▼▼▼
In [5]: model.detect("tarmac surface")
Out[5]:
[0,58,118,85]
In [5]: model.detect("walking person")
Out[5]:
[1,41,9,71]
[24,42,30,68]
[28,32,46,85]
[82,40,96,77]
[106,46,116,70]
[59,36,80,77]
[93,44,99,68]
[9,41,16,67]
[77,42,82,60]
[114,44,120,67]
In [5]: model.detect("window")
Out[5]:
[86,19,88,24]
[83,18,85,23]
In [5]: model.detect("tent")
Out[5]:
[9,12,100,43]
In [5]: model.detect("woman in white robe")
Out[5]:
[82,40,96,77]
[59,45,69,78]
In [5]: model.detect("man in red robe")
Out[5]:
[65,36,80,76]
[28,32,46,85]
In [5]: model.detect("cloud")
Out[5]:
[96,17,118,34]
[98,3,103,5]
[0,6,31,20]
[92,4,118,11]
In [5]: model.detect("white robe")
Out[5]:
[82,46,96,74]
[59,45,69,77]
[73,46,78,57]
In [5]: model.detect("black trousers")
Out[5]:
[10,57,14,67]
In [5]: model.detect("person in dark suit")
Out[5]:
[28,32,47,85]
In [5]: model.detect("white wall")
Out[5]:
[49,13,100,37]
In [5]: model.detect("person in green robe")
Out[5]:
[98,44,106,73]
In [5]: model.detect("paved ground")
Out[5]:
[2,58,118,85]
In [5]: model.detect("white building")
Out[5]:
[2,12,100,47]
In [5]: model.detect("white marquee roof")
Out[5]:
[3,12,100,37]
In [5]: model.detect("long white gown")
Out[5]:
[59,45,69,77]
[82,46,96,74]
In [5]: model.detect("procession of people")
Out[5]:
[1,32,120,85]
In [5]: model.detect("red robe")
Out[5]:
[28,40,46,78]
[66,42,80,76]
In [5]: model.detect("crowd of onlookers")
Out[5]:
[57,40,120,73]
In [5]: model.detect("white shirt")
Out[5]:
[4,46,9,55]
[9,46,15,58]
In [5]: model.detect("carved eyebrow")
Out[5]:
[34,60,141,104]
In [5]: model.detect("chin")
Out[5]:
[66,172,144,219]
▲▲▲
▶ Short exercise
Find each line in the entries above that contains the word "person" with identical capitalization, and copy every such line.

▶ Answer to this exercise
In [5]: model.detect("walking person")
In [5]: model.detect("person in dark suit")
In [5]: model.detect("person in green robe")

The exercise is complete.